■ **INSTRUCTIONS TO FOLLOW**:
Apart from the pictures, every entry below must be given again exactly.

[Point localization data]
★ ★ ★ ★
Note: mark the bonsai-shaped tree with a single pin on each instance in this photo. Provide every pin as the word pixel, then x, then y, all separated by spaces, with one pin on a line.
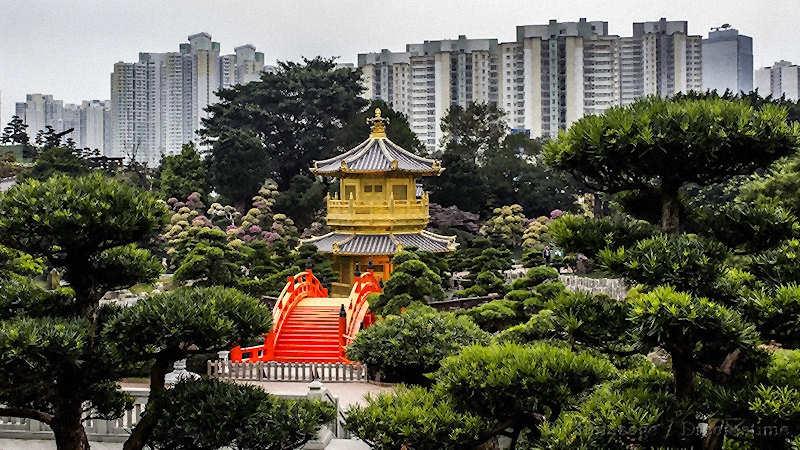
pixel 61 354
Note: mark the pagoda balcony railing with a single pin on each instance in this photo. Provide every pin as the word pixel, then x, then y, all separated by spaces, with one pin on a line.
pixel 354 213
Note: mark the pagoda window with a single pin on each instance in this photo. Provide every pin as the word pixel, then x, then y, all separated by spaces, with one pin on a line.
pixel 400 192
pixel 349 191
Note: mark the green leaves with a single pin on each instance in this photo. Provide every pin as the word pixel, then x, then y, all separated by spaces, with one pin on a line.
pixel 211 414
pixel 275 127
pixel 700 332
pixel 519 384
pixel 685 261
pixel 417 418
pixel 187 320
pixel 71 221
pixel 658 145
pixel 412 280
pixel 180 175
pixel 776 314
pixel 405 347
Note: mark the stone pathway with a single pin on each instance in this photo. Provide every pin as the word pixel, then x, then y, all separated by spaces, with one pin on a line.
pixel 348 393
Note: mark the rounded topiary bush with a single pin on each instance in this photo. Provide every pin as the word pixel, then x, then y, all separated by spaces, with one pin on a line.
pixel 495 315
pixel 403 348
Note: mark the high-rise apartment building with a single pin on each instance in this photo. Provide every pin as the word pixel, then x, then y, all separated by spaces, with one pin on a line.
pixel 40 111
pixel 158 104
pixel 552 75
pixel 570 69
pixel 727 60
pixel 425 80
pixel 664 57
pixel 780 79
pixel 134 107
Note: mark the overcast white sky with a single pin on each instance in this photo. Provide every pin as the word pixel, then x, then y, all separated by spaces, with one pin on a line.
pixel 67 47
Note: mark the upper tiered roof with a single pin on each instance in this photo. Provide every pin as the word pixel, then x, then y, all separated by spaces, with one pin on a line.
pixel 376 155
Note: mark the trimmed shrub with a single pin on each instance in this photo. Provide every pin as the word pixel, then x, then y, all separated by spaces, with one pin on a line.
pixel 403 348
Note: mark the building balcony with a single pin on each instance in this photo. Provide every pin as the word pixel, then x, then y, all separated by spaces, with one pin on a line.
pixel 350 215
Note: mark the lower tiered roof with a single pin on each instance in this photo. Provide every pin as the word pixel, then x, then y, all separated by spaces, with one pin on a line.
pixel 381 244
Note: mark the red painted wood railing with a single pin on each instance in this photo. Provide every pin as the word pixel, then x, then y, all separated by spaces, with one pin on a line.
pixel 357 312
pixel 299 287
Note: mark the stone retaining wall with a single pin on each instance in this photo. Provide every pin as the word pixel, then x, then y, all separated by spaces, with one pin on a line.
pixel 612 287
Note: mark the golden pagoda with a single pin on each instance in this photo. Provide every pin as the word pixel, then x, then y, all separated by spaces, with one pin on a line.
pixel 378 210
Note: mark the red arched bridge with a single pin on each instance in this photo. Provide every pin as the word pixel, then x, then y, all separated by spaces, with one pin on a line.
pixel 309 326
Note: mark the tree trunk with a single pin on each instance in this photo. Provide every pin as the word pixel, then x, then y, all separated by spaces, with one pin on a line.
pixel 715 436
pixel 141 432
pixel 514 438
pixel 670 210
pixel 684 378
pixel 68 428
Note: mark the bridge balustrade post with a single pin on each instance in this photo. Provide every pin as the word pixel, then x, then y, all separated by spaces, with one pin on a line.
pixel 342 330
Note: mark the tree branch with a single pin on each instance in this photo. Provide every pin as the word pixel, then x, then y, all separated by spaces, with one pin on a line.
pixel 27 413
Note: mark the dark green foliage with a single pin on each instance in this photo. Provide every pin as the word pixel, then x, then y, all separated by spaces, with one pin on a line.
pixel 535 276
pixel 496 315
pixel 701 345
pixel 748 228
pixel 303 200
pixel 56 160
pixel 583 320
pixel 180 175
pixel 549 290
pixel 56 361
pixel 520 387
pixel 636 410
pixel 518 295
pixel 70 222
pixel 14 262
pixel 407 346
pixel 489 168
pixel 211 263
pixel 320 263
pixel 21 297
pixel 167 325
pixel 491 259
pixel 776 314
pixel 212 414
pixel 416 418
pixel 485 283
pixel 644 146
pixel 587 235
pixel 687 262
pixel 275 127
pixel 411 280
pixel 779 265
pixel 779 186
pixel 238 165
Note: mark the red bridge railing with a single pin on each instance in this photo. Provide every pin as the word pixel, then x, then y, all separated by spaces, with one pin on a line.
pixel 299 287
pixel 357 312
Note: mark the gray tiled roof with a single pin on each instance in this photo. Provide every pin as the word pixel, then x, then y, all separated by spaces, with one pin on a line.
pixel 377 155
pixel 381 244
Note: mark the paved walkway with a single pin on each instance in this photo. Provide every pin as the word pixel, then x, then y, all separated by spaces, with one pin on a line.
pixel 25 444
pixel 348 393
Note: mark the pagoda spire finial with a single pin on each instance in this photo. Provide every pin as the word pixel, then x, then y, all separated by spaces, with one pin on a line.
pixel 378 125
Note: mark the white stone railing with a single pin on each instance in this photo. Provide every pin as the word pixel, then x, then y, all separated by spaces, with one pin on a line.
pixel 118 430
pixel 97 430
pixel 276 371
pixel 612 287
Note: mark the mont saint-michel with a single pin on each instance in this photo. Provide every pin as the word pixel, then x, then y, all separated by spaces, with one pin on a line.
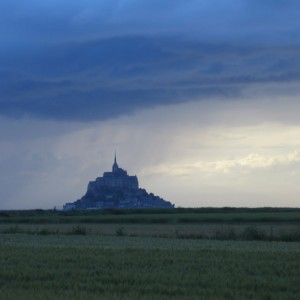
pixel 117 189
★ ★ ★ ★
■ **YOUR SOLUTION**:
Note: mark the bonsai-shaped tree with a single pin on each instance in this photo. Provide every pin as the word pixel, then x, then y, all separated by spaces, with one pin on a line.
pixel 61 354
Note: mark the pagoda balcony railing with a single pin on each instance in this photo. Provide every pin as the word pixel, then x, then y, all separated by spaces, with one pin on a line.
pixel 354 213
Note: mark the pagoda window with a single pin on each instance in this photo. Provide every pin as the word pixel, then x, then y, all separated by spaces, with one pin on a line.
pixel 400 192
pixel 349 191
Note: mark the green leaves with a single pin on each instance in this photo. Provide every pin as the word pixel, then x, then y, all separated by spaces, with one pin on a line.
pixel 211 414
pixel 275 127
pixel 700 332
pixel 519 384
pixel 685 261
pixel 417 418
pixel 187 320
pixel 71 221
pixel 658 145
pixel 412 280
pixel 180 175
pixel 776 314
pixel 405 347
Note: mark the stone pathway with a single pin on each instance in this photo. Provide every pin as the word pixel, then x, then y, all separated by spaces, with one pin on a line.
pixel 348 393
Note: mark the rounded topiary bush with a single pin on each instance in this photo. Provide every pin as the word pixel, then x, then y, all separated by spaces, with one pin on a line.
pixel 495 315
pixel 403 348
Note: mark the high-rise apartment building with a single pin on each instance in this photo. Provide every pin as the word pixel, then x, then y, all separated by spaces, with one pin on a line.
pixel 40 111
pixel 158 104
pixel 552 75
pixel 570 69
pixel 727 60
pixel 425 80
pixel 664 57
pixel 780 79
pixel 134 107
Note: mark the overcast white sky with a single pin on each instance in this photo. Provide every pin as the word pixel, then x, then y, all separated by spaces, with one pin on a line.
pixel 67 47
Note: mark the upper tiered roof with a single pin on each instance in this photo. Provide every pin as the word pixel, then x, then y, all separated by spaces, with one pin on a line.
pixel 376 155
Note: mark the trimmed shrub with a single pin on each instance in this photo. Provide every pin as the word pixel, then x, then y, all separated by spaces, with one pin on a line.
pixel 403 348
Note: mark the building balcony with a single pin on each instance in this photo. Provide every pin as the word pixel, then x, then y, all separated by spaces, with one pin on a line.
pixel 350 215
Note: mark the lower tiered roof with a single pin on each instance in this photo. Provide every pin as the word pixel, then x, then y, all separated by spaces, with one pin on a line.
pixel 381 244
Note: mark the red painted wood railing with a single pin on each instance in this photo. Provide every pin as the word pixel, then x, then y, all separated by spaces, with one pin on a line.
pixel 357 312
pixel 299 287
Note: mark the stone retaining wall with a single pin on each instance in this photo. Provide every pin as the word pixel, then x, then y, all separated by spaces, with one pin on a line.
pixel 612 287
Note: mark the golden pagoda with a single pin on each instance in this photo. Provide every pin as the word pixel, then x, then y, all separated by spaces, with one pin on a line.
pixel 378 210
Note: mark the red arched bridge with a single pin on each instance in this photo. Provide every pin as the word pixel, then x, then y, all separated by spaces, with one pin on a line.
pixel 309 326
Note: mark the tree trunk with a single pin on each instance in this photo. Provide every pin as the word pixel, then x, then y, all separated by spaces, with one pin on a line.
pixel 715 436
pixel 141 432
pixel 514 438
pixel 670 210
pixel 684 378
pixel 68 428
Note: mark the bridge balustrade post with a single pin on each instance in this photo. Provide every pin as the word pixel, then x, then y, all separated by spaces, with one pin on a line.
pixel 342 330
Note: mark the tree branch with a single pin on each instance in this photo. Provide every pin as the word pixel, then x, then y, all separated by spaces, with one pin on a line.
pixel 27 413
Note: mark the dark green foliage with a single pin on each instance in this photo. Provide every pin as the word pixel, then x, then y, all separated by spaces, with one pin on a line.
pixel 535 276
pixel 496 315
pixel 701 345
pixel 748 228
pixel 303 200
pixel 56 160
pixel 583 320
pixel 180 175
pixel 549 290
pixel 56 361
pixel 520 387
pixel 636 410
pixel 518 295
pixel 70 222
pixel 14 262
pixel 407 346
pixel 489 168
pixel 211 263
pixel 320 263
pixel 21 297
pixel 167 325
pixel 491 259
pixel 776 314
pixel 212 414
pixel 416 418
pixel 485 283
pixel 644 146
pixel 587 235
pixel 687 262
pixel 275 127
pixel 411 280
pixel 779 265
pixel 779 186
pixel 238 165
Note: mark the red bridge railing with a single pin on each instance in this photo. Provide every pin as the word pixel, then x, then y, all separated by spaces, with one pin on a line.
pixel 299 287
pixel 357 312
Note: mark the gray tiled roof with a single pin on each instance in this photo. Provide every pin as the word pixel, then x, then y, all separated by spaces, with one pin on a line.
pixel 377 155
pixel 381 244
Note: mark the paved walkway with a single pin on each instance in this photo. Provide every pin as the word pixel, then x, then y, all separated by spaces, with one pin on a line.
pixel 25 444
pixel 348 393
Note: mark the pagoda spire finial with a single pin on each instance in this photo. Provide every pin as the word pixel, then x, then y, all separated by spaces, with one pin on a line.
pixel 378 125
Note: mark the white stone railing with a single pin on each instance in this photo. Provide every pin as the word pixel, then x, then y, all separated by spaces, with one pin on a line.
pixel 118 430
pixel 97 430
pixel 276 371
pixel 612 287
Note: mark the mont saint-michel with a single pin on each instance in this photo. Provide every pin as the word pixel, then x, then y, all separated by spaces, with one pin on a line.
pixel 117 189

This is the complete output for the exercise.